Tasks to perform:
(1) In the album review, who makes up Dark Patrick?
(2) The album review names several styles as a safe bet for the album's influences. List them all.

Selected passage:
========================================================================

Dark Patrick’s Rise of the Underworld is a cinematic, conceptual album that ably defies succinct labeling and genre classification. The album is a varied jaunt through successive layers of electronic stimuli, ghostly sound effects, ethereal vocals, and lush organic instrumentation, all threaded together into a cohesive whole that would work just as well as soundtrack, background ambiance, or fully immersive listening experience (try listening to it through headphones in the forest at night - recommended).

Dark Patrick consists of Eva Purpurovska and Paul Chilton, who knit together the band’s hauntingly complex sound tapestry out of multiple instruments and elements. There’s a combination of vocals, whistles, harmonicas, hurdy-gurdy, synthesizers, and bandura, as well as various levels of better living through circuitry, resulting in an electronic-inspired stew that rattles and hums at various frequencies throughout Rise of the Underworld’s peaks and valleys. Of which there are many. One of the most innovative and interesting facets of Rise of the Underworld is its propensity to remain true to its inner compass, and the album bends and flows according to an idiosyncratic logic that is fairly personalized in its scope. It’s hard to pinpoint exact influences that aptly mirror what Dark Patrick is going for here, though a safe bet would want to include nods to numerous strata of organic electronica, soundtrack ambient, world ethnotronica, psych and trip-hop. Additionally, the band claims some affiliation to the fertile soils of reggae, dub, and trance as well, all of which work their rooted tendrils into Rise of the Underworld’s compositions at different points. As well, there’s a deliberateness to the compositions here that seem to denote a top-down stylistic and thematic arc, as if the album has a larger story to tell than just the sum of its parts. Though the listener may well simply enjoy the album for its subtle and often entrancing nuances, a well-oiled imagination may tend to start threading the lines of fabric into a larger tapestry of one’s own devising.

========================================================================

Given entries:
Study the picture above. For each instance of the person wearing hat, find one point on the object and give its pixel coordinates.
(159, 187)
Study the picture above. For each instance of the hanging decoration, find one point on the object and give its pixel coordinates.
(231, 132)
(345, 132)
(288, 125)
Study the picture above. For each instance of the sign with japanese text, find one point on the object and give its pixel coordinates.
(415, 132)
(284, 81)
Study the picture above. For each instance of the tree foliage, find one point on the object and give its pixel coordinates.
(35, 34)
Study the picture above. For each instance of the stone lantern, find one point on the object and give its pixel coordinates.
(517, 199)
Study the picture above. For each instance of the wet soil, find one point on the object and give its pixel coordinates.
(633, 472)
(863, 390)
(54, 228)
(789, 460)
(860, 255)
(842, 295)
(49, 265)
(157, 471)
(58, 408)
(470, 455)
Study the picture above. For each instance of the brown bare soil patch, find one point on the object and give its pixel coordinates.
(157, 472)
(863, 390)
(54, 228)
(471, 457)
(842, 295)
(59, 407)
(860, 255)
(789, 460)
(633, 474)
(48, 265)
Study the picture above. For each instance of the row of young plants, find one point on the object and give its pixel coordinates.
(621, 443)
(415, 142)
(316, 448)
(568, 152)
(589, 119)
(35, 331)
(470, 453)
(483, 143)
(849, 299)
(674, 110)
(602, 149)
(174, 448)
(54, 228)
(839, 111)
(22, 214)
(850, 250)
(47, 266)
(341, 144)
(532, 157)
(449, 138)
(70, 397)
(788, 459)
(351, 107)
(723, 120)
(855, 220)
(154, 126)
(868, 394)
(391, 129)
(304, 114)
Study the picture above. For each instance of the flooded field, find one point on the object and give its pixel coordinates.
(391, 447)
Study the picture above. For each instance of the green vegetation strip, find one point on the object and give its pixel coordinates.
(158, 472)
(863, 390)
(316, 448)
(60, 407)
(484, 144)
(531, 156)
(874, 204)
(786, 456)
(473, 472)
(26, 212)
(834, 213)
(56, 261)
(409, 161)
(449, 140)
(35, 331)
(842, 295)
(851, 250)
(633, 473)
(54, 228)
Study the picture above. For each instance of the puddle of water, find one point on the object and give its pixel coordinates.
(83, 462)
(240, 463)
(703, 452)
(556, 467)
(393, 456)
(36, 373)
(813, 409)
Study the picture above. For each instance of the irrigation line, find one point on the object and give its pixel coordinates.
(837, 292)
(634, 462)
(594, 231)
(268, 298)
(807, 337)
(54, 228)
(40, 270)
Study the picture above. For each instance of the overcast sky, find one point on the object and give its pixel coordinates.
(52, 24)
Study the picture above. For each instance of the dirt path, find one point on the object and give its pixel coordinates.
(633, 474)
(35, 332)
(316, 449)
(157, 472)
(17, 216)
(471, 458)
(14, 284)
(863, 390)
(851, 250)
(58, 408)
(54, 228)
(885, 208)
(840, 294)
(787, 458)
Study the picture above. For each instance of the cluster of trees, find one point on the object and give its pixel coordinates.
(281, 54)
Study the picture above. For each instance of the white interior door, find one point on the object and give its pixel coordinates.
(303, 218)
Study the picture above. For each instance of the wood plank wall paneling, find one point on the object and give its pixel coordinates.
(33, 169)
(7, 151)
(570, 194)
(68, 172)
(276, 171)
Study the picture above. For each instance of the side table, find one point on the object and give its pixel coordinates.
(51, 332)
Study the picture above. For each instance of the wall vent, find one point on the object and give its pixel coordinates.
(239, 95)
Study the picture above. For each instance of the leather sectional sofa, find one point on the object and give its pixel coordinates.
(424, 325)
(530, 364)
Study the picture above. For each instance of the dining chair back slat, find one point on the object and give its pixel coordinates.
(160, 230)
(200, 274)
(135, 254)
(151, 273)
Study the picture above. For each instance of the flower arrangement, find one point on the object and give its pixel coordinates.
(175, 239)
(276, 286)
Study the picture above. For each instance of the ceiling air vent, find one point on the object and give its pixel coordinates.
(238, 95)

========================================================================

Outputs in order:
(1) Eva Purpurovska and Paul Chilton.

(2) Organic electronica, soundtrack ambient, world ethnotronica, psych, and trip-hop.